• _Quoted passage_
○ ○ ○ ○ ○ ○ ○

Comedy of errors in Kenya’s first high profile kidnapping

Abdul Karim Popat (centre) with Nairobi provincial CID officer Slim Ali after he was rescued by police officers.


Who are Kenya’s dumbest gangsters? The jury is still out. But a gang that kidnapped a Nairobi tycoon in 1998 could easily grab the top spot.

Three people – a computer programmer, a university graduate and a tycoon’s former employee – committed what is arguably Kenya’s first high profile kidnapping, and regretted it.

Abdul Karim Popat, then chairman of Simba Colt Motors and Imperial Bank, did not consider himself a very rich man. But the three thought they could easily get a Sh200 million ransom when they seized him and holed up in a home in the leafy Karen neighbourhood.

Although they were unemployed, Alois Kimani, James Muriithi Wamae and Kenneth Kimani Kinyanjui had rented the house just for the job.

Popat, 72, was seized as he left work at around 5.30pm, accompanied by the bank’s Managing Director Abdul Mohammed and driver Stephen Kamau. One of the kidnappers, Kimani, had worked at Simba Colt for six months before quitting, arguing that he disliked Asians, according to police.

It was suspected that as the group’s leader, Kimani had provided details of Popat’s movements. For nearly a month, they tracked him as they worked out the kidnap plot. Kimani had a criminal record and had been sentenced to death for robbery with violence, but was released on bond upon appeal. At the time of the kidnapping, he faced a car theft charge.

On Thursday, April 30, they parked their car near Popat’s home and lay in wait. Immediately they saw the Mitsubishi Galant Saloon car approaching, they forced it off the road. As it landed in a ditch, they pulled out Popat, his driver and the managing director and forced them into their car, a BMW 320. They then took him to the Karen homestead.

And so started a kidnap saga peppered with drama, comedy and wicked humour. It lasted for three days.

At the home, they treated him well, even allowing him to call his wife and assure her he was safe. His driver, Kamau, was kept in a separate room. He tried to escape through the roof and fell. The ‘kind’ kidnappers rushed him to Kikuyu Mission Hospital and even gave him Sh3,000.


In the meantime, they asked Popat for Sh200 million. They wanted the ransom dropped off at the Nairobi War Cemetery or City Park, Parklands. After tough negotiations, they agreed on Sh6 million, after which they would set him free.

○ ○ ○ ○ ○ ○ ○

• _Data section_
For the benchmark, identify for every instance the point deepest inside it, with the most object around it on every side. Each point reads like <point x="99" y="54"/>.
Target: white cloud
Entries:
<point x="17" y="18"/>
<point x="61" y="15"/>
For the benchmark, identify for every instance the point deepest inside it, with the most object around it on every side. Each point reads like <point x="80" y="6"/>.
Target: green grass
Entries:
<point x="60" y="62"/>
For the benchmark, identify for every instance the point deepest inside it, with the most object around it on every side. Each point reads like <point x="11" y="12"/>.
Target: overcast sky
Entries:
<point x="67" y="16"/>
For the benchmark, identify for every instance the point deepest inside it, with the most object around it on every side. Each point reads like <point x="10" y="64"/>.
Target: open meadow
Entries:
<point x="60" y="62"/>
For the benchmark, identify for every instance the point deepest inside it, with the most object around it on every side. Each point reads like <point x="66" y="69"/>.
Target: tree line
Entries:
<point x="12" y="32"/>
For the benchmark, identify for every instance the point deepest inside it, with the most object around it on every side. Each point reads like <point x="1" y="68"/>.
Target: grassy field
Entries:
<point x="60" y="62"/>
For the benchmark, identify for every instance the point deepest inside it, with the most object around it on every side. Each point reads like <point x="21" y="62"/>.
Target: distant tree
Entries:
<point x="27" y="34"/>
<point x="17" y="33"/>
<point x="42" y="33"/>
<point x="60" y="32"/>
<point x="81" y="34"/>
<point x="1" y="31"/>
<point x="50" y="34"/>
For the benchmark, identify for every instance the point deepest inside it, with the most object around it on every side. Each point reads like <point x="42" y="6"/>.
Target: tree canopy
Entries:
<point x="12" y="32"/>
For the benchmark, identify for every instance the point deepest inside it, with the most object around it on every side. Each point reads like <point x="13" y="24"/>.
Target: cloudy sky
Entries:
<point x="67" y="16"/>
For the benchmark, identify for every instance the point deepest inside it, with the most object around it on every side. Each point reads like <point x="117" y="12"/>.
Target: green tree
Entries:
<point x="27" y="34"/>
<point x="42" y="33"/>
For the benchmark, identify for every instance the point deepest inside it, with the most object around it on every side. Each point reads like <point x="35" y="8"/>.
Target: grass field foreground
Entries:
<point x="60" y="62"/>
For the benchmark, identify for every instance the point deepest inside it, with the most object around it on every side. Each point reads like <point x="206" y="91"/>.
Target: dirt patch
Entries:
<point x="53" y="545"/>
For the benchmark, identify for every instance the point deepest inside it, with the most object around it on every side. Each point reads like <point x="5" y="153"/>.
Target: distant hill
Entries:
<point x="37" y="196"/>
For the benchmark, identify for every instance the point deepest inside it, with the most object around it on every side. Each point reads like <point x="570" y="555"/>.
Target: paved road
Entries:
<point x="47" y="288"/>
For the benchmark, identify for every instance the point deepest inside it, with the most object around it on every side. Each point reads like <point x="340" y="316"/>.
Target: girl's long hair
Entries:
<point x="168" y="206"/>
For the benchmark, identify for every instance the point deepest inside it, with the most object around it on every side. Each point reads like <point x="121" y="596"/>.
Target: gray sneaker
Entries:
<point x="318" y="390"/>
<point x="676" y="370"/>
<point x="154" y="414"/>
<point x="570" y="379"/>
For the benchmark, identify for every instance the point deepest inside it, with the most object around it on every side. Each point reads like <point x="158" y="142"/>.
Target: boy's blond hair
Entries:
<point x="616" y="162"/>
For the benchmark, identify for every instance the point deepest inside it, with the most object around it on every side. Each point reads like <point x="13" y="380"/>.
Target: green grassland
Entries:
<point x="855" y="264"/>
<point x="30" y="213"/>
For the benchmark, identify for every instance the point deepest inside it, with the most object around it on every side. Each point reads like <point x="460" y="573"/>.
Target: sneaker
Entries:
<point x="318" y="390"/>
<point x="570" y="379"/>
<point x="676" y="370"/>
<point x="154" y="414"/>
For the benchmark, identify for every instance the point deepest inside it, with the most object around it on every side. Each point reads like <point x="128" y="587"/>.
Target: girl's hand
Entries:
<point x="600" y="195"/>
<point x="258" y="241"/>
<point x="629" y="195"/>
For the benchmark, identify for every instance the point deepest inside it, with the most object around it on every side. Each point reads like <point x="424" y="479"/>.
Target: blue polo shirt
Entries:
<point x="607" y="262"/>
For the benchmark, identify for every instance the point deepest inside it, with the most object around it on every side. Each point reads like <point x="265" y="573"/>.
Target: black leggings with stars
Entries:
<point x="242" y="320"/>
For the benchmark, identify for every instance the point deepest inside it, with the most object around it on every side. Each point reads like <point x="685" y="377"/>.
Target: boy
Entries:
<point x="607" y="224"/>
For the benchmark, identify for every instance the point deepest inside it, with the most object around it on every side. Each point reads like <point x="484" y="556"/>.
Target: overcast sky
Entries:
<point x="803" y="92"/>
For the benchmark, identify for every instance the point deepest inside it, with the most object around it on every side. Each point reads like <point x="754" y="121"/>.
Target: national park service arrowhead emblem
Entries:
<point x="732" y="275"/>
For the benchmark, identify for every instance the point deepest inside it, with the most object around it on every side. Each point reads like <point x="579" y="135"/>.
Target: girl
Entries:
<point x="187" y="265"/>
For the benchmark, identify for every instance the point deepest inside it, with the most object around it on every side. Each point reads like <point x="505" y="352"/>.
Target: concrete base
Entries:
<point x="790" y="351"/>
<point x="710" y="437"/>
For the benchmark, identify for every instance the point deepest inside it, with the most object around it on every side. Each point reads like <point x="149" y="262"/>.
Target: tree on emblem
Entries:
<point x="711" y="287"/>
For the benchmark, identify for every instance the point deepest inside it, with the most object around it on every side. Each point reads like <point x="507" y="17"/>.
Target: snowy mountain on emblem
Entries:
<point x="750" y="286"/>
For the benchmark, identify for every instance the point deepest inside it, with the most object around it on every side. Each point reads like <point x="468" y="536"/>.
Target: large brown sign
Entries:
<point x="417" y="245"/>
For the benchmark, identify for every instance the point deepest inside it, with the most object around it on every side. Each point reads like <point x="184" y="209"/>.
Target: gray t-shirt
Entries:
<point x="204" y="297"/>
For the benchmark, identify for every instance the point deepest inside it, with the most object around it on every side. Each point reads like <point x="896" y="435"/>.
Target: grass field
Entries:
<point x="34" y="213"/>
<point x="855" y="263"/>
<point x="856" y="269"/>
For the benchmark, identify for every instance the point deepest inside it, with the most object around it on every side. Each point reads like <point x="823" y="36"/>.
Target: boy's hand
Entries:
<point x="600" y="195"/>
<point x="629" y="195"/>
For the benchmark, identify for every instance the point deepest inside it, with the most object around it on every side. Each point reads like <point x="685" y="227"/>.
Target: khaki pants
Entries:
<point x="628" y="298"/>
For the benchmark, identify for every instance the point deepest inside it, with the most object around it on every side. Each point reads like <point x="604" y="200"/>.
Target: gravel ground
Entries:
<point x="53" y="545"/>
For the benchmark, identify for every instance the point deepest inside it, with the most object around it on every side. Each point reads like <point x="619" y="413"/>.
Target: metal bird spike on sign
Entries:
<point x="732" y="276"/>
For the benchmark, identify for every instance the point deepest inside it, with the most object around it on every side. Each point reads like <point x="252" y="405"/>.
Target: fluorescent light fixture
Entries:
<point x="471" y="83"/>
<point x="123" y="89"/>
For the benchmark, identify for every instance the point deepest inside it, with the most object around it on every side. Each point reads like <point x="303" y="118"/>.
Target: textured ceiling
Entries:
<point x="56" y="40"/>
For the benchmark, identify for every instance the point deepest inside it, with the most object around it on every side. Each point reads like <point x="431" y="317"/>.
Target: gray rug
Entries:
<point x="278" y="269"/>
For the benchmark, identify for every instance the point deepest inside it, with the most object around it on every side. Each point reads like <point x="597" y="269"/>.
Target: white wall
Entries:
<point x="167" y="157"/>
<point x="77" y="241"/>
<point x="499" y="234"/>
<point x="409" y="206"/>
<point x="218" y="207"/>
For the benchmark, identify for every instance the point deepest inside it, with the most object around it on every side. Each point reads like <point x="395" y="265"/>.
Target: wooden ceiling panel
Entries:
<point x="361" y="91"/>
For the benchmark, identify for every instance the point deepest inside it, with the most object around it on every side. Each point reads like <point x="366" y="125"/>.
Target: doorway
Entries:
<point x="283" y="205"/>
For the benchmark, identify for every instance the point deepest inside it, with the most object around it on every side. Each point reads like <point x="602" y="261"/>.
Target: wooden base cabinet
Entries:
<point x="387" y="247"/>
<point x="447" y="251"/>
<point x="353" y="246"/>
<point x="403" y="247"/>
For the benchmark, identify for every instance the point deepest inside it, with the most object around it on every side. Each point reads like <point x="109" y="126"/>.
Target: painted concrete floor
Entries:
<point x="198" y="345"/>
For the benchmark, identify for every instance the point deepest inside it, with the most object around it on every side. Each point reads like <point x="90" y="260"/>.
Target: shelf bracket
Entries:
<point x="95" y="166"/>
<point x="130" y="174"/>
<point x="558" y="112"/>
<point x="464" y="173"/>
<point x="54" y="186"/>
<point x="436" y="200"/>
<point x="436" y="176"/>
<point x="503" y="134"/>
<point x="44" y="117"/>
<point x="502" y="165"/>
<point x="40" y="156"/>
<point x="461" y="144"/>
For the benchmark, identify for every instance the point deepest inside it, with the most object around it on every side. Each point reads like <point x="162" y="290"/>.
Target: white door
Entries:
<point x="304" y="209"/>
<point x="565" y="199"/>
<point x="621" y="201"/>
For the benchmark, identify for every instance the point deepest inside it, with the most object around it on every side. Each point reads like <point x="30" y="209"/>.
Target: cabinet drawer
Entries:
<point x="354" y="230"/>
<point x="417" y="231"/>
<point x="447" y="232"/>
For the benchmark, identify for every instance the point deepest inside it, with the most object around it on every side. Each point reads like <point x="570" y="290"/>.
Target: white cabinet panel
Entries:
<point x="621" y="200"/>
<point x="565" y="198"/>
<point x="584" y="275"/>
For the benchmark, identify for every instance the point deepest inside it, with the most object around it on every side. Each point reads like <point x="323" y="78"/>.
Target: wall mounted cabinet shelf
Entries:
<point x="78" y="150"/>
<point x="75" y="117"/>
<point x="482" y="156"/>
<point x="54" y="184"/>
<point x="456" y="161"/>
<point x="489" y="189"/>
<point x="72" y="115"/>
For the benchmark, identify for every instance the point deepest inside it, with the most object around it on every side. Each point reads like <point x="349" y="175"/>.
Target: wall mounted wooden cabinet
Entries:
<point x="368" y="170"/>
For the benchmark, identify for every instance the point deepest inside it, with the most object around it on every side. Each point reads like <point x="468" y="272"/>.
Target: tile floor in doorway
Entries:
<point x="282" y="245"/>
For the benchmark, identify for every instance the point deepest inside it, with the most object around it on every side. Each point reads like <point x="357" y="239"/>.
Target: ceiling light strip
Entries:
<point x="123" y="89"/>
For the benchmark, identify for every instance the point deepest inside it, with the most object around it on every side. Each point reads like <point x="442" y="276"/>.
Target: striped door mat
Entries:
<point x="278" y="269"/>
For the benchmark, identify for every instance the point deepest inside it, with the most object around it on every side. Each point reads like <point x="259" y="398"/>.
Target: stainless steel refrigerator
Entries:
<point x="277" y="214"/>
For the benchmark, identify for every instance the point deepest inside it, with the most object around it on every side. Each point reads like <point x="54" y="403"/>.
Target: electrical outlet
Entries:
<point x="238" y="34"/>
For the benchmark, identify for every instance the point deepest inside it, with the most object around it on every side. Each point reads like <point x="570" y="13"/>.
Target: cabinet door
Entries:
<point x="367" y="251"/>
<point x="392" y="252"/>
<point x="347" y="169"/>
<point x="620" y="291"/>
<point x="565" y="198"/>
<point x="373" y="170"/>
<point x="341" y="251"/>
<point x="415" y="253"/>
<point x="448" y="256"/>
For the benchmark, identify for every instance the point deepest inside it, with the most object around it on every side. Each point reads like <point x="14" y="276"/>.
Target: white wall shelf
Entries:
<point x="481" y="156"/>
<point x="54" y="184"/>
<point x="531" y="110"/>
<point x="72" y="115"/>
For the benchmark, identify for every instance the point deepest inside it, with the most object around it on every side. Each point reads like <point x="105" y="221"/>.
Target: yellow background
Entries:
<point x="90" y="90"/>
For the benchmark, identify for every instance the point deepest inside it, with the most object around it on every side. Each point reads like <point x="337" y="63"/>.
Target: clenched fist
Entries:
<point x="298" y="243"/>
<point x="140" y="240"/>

○ ○ ○ ○ ○ ○ ○

• _List of tasks_
1 - From the kidnapping article above, extract the passage starting at "Who are Kenya’s" and ending at "leafy Karen neighbourhood.", copying it word for word.
2 - List the full names of the three kidnappers given in the kidnapping article above.

• _Outputs for the tasks_
1 -
Who are Kenya’s dumbest gangsters? The jury is still out. But a gang that kidnapped a Nairobi tycoon in 1998 could easily grab the top spot.

Three people – a computer programmer, a university graduate and a tycoon’s former employee – committed what is arguably Kenya’s first high profile kidnapping, and regretted it.

Abdul Karim Popat, then chairman of Simba Colt Motors and Imperial Bank, did not consider himself a very rich man. But the three thought they could easily get a Sh200 million ransom when they seized him and holed up in a home in the leafy Karen neighbourhood.

2 -
Alois Kimani
James Muriithi Wamae
Kenneth Kimani Kinyanjui